__実行する課題__. 「glass storage jar | locate」を含む行から始め、「top-left (119, 37), bottom-right (152, 85)」を含む行で終えて、その範囲の行を一字一句違えずに書き写すこと。両端の行も含める。
*** 提供データ ***
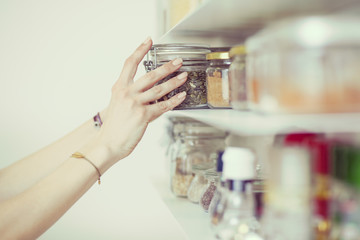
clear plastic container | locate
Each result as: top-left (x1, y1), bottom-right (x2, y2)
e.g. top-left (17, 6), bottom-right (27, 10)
top-left (229, 45), bottom-right (248, 110)
top-left (246, 15), bottom-right (360, 113)
top-left (206, 52), bottom-right (231, 108)
top-left (170, 122), bottom-right (227, 197)
top-left (200, 169), bottom-right (220, 212)
top-left (187, 162), bottom-right (214, 203)
top-left (144, 44), bottom-right (211, 109)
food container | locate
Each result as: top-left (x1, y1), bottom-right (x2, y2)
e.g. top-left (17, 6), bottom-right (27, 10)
top-left (170, 122), bottom-right (226, 197)
top-left (144, 44), bottom-right (210, 109)
top-left (187, 162), bottom-right (215, 203)
top-left (206, 52), bottom-right (231, 108)
top-left (200, 169), bottom-right (220, 212)
top-left (246, 15), bottom-right (360, 113)
top-left (229, 45), bottom-right (248, 110)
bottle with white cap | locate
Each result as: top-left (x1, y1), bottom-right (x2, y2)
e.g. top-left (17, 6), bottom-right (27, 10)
top-left (262, 147), bottom-right (314, 240)
top-left (214, 147), bottom-right (262, 240)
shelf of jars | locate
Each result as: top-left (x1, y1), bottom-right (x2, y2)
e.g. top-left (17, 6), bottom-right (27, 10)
top-left (160, 0), bottom-right (360, 47)
top-left (151, 176), bottom-right (216, 240)
top-left (167, 109), bottom-right (360, 135)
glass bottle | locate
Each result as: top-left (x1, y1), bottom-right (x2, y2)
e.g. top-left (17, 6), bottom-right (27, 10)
top-left (187, 162), bottom-right (214, 203)
top-left (229, 45), bottom-right (248, 110)
top-left (208, 151), bottom-right (225, 218)
top-left (200, 168), bottom-right (220, 212)
top-left (144, 44), bottom-right (211, 109)
top-left (214, 147), bottom-right (262, 240)
top-left (262, 147), bottom-right (313, 240)
top-left (206, 52), bottom-right (231, 108)
top-left (170, 122), bottom-right (226, 197)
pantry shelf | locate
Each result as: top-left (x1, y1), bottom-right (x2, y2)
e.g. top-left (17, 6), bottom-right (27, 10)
top-left (167, 109), bottom-right (360, 135)
top-left (160, 0), bottom-right (360, 47)
top-left (151, 176), bottom-right (216, 240)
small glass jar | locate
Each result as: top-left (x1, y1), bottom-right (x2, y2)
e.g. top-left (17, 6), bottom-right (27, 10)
top-left (246, 15), bottom-right (360, 114)
top-left (200, 169), bottom-right (220, 212)
top-left (206, 52), bottom-right (231, 108)
top-left (187, 162), bottom-right (214, 203)
top-left (144, 44), bottom-right (211, 109)
top-left (229, 45), bottom-right (248, 110)
top-left (170, 122), bottom-right (227, 197)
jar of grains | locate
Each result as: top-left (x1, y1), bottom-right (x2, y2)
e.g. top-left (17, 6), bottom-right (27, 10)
top-left (144, 44), bottom-right (211, 109)
top-left (170, 122), bottom-right (227, 197)
top-left (200, 169), bottom-right (220, 212)
top-left (187, 162), bottom-right (215, 203)
top-left (229, 45), bottom-right (248, 110)
top-left (206, 52), bottom-right (231, 108)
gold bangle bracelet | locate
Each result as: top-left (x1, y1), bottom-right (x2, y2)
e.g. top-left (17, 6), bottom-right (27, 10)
top-left (71, 152), bottom-right (101, 185)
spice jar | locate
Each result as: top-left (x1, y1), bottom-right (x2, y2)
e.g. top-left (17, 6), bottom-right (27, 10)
top-left (200, 169), bottom-right (220, 212)
top-left (187, 162), bottom-right (214, 203)
top-left (229, 45), bottom-right (248, 110)
top-left (144, 44), bottom-right (210, 109)
top-left (170, 122), bottom-right (226, 197)
top-left (206, 52), bottom-right (231, 108)
top-left (246, 15), bottom-right (360, 113)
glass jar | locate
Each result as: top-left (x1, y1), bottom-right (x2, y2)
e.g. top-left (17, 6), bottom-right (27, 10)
top-left (170, 122), bottom-right (226, 197)
top-left (206, 52), bottom-right (231, 108)
top-left (187, 162), bottom-right (214, 203)
top-left (144, 44), bottom-right (210, 109)
top-left (246, 15), bottom-right (360, 113)
top-left (229, 45), bottom-right (248, 110)
top-left (200, 169), bottom-right (220, 212)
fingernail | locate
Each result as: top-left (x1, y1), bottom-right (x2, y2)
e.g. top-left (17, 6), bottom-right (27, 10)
top-left (178, 91), bottom-right (186, 99)
top-left (143, 37), bottom-right (151, 44)
top-left (177, 72), bottom-right (188, 80)
top-left (173, 58), bottom-right (182, 66)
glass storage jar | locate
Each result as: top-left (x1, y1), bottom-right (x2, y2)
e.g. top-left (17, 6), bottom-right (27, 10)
top-left (187, 162), bottom-right (214, 203)
top-left (144, 44), bottom-right (210, 109)
top-left (170, 122), bottom-right (226, 197)
top-left (206, 52), bottom-right (231, 108)
top-left (246, 15), bottom-right (360, 113)
top-left (229, 45), bottom-right (248, 110)
top-left (200, 169), bottom-right (220, 212)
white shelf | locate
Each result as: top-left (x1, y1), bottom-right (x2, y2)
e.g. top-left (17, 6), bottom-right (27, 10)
top-left (151, 174), bottom-right (216, 240)
top-left (160, 0), bottom-right (360, 47)
top-left (167, 109), bottom-right (360, 135)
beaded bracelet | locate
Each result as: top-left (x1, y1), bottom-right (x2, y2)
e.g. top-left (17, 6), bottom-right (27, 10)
top-left (71, 152), bottom-right (101, 185)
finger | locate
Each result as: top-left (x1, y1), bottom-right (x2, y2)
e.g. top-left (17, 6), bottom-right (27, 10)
top-left (146, 91), bottom-right (186, 122)
top-left (139, 72), bottom-right (188, 104)
top-left (133, 58), bottom-right (182, 92)
top-left (119, 37), bottom-right (152, 85)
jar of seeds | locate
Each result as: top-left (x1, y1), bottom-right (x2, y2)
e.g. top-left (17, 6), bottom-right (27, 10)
top-left (187, 162), bottom-right (214, 203)
top-left (170, 122), bottom-right (227, 197)
top-left (200, 169), bottom-right (220, 212)
top-left (206, 52), bottom-right (231, 108)
top-left (229, 45), bottom-right (248, 110)
top-left (144, 44), bottom-right (211, 109)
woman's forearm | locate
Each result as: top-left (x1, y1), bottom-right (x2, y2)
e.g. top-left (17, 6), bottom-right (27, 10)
top-left (0, 111), bottom-right (105, 202)
top-left (0, 142), bottom-right (106, 239)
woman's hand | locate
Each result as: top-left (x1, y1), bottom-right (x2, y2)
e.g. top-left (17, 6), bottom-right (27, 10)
top-left (84, 38), bottom-right (187, 171)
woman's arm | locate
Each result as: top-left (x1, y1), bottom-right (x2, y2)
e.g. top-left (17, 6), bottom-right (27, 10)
top-left (0, 110), bottom-right (105, 202)
top-left (0, 39), bottom-right (187, 239)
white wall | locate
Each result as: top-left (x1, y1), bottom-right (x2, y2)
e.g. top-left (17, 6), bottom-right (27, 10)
top-left (0, 0), bottom-right (157, 167)
top-left (0, 0), bottom-right (185, 239)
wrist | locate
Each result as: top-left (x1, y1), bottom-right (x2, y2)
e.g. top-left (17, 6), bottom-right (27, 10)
top-left (79, 141), bottom-right (114, 175)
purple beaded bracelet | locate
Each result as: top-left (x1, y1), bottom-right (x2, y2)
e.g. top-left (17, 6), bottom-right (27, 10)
top-left (94, 113), bottom-right (102, 127)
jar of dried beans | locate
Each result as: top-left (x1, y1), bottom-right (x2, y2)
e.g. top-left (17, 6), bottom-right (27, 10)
top-left (200, 169), bottom-right (220, 212)
top-left (170, 122), bottom-right (227, 197)
top-left (144, 44), bottom-right (211, 109)
top-left (206, 52), bottom-right (231, 108)
top-left (229, 45), bottom-right (248, 110)
top-left (187, 162), bottom-right (215, 203)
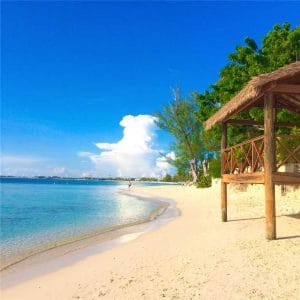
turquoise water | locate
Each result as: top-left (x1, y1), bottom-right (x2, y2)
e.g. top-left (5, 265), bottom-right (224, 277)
top-left (0, 178), bottom-right (166, 267)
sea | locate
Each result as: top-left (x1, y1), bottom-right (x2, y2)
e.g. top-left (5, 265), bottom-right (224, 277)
top-left (0, 178), bottom-right (171, 269)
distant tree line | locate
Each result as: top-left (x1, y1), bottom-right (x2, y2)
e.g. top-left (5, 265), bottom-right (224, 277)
top-left (156, 23), bottom-right (300, 186)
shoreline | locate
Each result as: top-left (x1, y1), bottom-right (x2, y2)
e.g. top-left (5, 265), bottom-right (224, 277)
top-left (0, 188), bottom-right (180, 289)
top-left (1, 185), bottom-right (300, 300)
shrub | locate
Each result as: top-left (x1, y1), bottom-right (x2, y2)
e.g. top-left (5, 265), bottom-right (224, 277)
top-left (196, 175), bottom-right (211, 188)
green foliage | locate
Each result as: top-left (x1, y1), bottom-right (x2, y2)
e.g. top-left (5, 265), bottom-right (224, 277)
top-left (161, 174), bottom-right (173, 182)
top-left (196, 175), bottom-right (211, 188)
top-left (209, 156), bottom-right (221, 178)
top-left (195, 23), bottom-right (300, 152)
top-left (156, 90), bottom-right (204, 181)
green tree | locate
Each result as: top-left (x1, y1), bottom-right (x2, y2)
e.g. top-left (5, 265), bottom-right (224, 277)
top-left (196, 23), bottom-right (300, 151)
top-left (156, 90), bottom-right (204, 182)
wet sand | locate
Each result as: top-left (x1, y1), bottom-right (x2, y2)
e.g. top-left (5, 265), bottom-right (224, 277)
top-left (1, 186), bottom-right (300, 299)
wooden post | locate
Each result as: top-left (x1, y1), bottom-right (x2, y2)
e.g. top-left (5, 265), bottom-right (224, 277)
top-left (264, 93), bottom-right (276, 240)
top-left (221, 123), bottom-right (227, 222)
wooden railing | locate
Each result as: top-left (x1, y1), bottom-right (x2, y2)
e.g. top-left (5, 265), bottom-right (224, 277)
top-left (222, 135), bottom-right (300, 174)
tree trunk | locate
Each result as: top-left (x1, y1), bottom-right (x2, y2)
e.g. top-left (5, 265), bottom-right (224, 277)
top-left (190, 158), bottom-right (198, 183)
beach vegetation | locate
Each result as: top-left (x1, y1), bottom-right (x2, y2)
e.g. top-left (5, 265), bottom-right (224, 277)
top-left (157, 22), bottom-right (300, 187)
top-left (196, 174), bottom-right (212, 188)
top-left (156, 89), bottom-right (204, 183)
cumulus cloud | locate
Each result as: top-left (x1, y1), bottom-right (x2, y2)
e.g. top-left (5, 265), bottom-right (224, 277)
top-left (78, 115), bottom-right (174, 177)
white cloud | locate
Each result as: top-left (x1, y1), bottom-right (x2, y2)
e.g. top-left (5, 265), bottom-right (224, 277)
top-left (78, 115), bottom-right (172, 177)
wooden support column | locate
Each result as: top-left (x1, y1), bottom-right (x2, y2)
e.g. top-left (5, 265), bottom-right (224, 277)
top-left (221, 123), bottom-right (227, 222)
top-left (264, 93), bottom-right (276, 240)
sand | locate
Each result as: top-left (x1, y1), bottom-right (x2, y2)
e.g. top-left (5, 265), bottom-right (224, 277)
top-left (1, 186), bottom-right (300, 300)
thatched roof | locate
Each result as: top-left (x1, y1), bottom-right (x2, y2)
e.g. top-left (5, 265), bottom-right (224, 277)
top-left (204, 61), bottom-right (300, 129)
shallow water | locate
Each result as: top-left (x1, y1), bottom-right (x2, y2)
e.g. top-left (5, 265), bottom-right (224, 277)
top-left (0, 178), bottom-right (168, 268)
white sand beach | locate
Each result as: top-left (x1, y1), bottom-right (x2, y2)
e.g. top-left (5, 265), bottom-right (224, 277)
top-left (1, 186), bottom-right (300, 300)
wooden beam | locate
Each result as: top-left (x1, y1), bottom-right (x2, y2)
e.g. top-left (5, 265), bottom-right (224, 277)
top-left (221, 123), bottom-right (227, 222)
top-left (264, 93), bottom-right (276, 240)
top-left (222, 172), bottom-right (265, 184)
top-left (269, 83), bottom-right (300, 94)
top-left (226, 119), bottom-right (300, 128)
top-left (273, 172), bottom-right (300, 185)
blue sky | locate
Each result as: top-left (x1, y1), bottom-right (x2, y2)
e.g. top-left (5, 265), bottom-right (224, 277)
top-left (1, 1), bottom-right (300, 176)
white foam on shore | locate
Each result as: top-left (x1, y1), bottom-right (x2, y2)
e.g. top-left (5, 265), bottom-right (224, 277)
top-left (0, 189), bottom-right (180, 288)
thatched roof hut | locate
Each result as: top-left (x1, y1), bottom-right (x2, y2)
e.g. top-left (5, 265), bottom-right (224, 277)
top-left (205, 62), bottom-right (300, 239)
top-left (204, 62), bottom-right (300, 129)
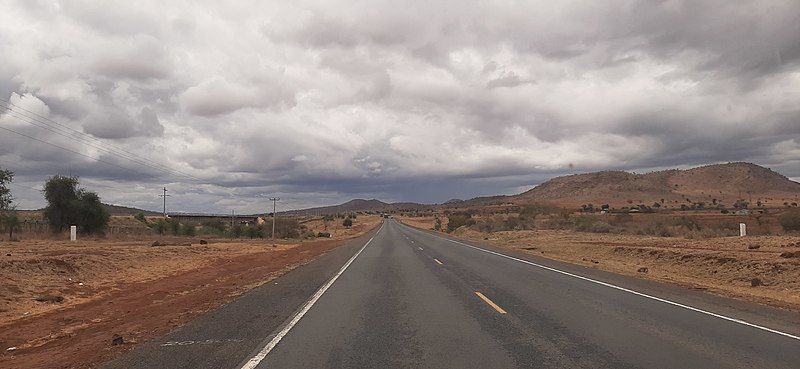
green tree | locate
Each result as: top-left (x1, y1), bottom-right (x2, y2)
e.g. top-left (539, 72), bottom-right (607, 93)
top-left (0, 170), bottom-right (14, 212)
top-left (0, 170), bottom-right (19, 239)
top-left (44, 175), bottom-right (110, 233)
top-left (0, 214), bottom-right (19, 239)
top-left (133, 212), bottom-right (147, 224)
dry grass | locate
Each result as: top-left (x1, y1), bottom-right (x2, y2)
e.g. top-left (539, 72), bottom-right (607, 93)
top-left (0, 216), bottom-right (380, 326)
top-left (402, 217), bottom-right (800, 309)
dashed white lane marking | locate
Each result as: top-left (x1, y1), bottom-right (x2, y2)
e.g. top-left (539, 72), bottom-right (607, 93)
top-left (240, 223), bottom-right (386, 369)
top-left (409, 223), bottom-right (800, 341)
top-left (475, 291), bottom-right (506, 314)
top-left (160, 338), bottom-right (244, 347)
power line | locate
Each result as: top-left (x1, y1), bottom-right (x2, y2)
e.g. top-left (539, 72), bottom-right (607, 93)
top-left (0, 99), bottom-right (203, 181)
top-left (0, 98), bottom-right (260, 198)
***
__課題の解答__.
glass storage jar | locate
Each result as: top-left (x1, y1), bottom-right (x2, y2)
e.g. top-left (17, 6), bottom-right (27, 10)
top-left (187, 162), bottom-right (214, 203)
top-left (144, 44), bottom-right (210, 109)
top-left (170, 122), bottom-right (226, 197)
top-left (206, 52), bottom-right (231, 108)
top-left (246, 15), bottom-right (360, 113)
top-left (229, 45), bottom-right (248, 110)
top-left (200, 169), bottom-right (220, 212)
white shelf | locate
Each result as: top-left (x1, y1), bottom-right (x2, y2)
e.g. top-left (17, 6), bottom-right (27, 10)
top-left (151, 174), bottom-right (216, 240)
top-left (160, 0), bottom-right (360, 47)
top-left (167, 109), bottom-right (360, 135)
beaded bracelet | locate
Each result as: top-left (x1, y1), bottom-right (x2, y2)
e.g. top-left (17, 6), bottom-right (27, 10)
top-left (71, 152), bottom-right (101, 185)
finger | locate
Each result as: top-left (x1, y1), bottom-right (x2, y2)
e.g. top-left (17, 6), bottom-right (27, 10)
top-left (146, 91), bottom-right (186, 122)
top-left (139, 72), bottom-right (188, 104)
top-left (133, 58), bottom-right (182, 92)
top-left (119, 37), bottom-right (152, 85)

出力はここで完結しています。